(Collected data)
=== Begin Enclosure ===

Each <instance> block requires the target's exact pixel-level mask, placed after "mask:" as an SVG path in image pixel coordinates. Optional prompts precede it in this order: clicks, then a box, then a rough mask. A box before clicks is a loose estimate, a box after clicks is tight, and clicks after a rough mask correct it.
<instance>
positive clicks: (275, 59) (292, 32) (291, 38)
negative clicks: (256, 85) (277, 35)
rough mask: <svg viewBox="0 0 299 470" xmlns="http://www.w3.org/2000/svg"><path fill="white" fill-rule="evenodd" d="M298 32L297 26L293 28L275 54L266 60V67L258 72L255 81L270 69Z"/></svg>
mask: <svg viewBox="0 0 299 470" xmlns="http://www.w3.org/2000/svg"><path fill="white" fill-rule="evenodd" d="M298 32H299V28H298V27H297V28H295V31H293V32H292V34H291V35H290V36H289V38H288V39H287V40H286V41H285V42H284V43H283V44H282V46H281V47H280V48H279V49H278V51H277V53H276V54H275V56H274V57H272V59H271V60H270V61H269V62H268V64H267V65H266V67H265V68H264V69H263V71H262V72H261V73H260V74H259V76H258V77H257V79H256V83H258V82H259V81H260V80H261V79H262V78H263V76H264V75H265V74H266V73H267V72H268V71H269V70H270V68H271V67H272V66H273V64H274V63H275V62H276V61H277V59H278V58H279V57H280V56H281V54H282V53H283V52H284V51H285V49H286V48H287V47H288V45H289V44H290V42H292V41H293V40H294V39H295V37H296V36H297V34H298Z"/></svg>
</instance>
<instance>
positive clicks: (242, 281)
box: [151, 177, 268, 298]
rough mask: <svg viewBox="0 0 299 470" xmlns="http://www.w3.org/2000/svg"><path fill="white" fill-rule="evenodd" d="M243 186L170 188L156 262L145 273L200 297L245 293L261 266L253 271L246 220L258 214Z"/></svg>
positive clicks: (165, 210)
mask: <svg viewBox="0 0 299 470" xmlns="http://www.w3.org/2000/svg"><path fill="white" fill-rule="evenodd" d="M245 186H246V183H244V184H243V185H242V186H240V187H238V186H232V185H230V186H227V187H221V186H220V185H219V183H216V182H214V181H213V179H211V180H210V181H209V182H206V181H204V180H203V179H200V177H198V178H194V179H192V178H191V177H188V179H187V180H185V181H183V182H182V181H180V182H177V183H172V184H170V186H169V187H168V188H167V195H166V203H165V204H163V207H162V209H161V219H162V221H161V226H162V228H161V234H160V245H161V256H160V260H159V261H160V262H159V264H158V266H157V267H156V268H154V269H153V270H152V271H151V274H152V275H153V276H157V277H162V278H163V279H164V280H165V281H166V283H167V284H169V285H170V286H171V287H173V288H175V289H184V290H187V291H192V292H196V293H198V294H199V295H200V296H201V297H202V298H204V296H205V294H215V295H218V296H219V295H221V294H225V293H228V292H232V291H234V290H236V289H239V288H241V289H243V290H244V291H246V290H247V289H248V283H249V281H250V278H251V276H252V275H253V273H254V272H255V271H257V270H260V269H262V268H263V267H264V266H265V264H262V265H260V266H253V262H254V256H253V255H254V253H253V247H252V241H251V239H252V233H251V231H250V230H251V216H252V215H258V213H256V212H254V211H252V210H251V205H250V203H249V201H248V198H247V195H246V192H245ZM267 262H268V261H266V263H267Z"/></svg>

=== End Enclosure ===

Your goal
Extract from the records above the lines from the one containing "32L297 26L293 28L275" to the one containing "box: [151, 177, 268, 298]", both lines included, exactly as they appear and with nothing else.

Answer below
rough mask: <svg viewBox="0 0 299 470" xmlns="http://www.w3.org/2000/svg"><path fill="white" fill-rule="evenodd" d="M298 32L297 26L293 28L275 54L266 60V67L258 72L255 81L270 69Z"/></svg>
mask: <svg viewBox="0 0 299 470" xmlns="http://www.w3.org/2000/svg"><path fill="white" fill-rule="evenodd" d="M298 32H299V28H298V27H297V28H295V31H293V32H292V34H291V35H290V36H289V38H288V39H287V40H286V41H285V42H284V43H283V44H282V46H281V47H280V48H279V49H278V51H277V53H276V54H275V56H274V57H272V59H271V60H270V61H269V62H268V64H267V65H266V67H265V68H264V69H263V71H262V72H261V73H260V74H259V76H258V77H257V79H256V83H258V82H259V81H260V80H261V79H262V78H263V76H264V75H265V74H266V73H267V72H268V71H269V70H270V68H271V67H272V66H273V64H274V63H275V62H276V61H277V59H278V58H279V57H280V56H281V54H282V53H283V52H284V51H285V49H286V48H287V47H288V45H289V44H290V42H292V41H293V40H294V39H295V37H296V36H297V34H298Z"/></svg>
</instance>
<instance>
positive clicks: (242, 281)
box: [151, 177, 268, 298]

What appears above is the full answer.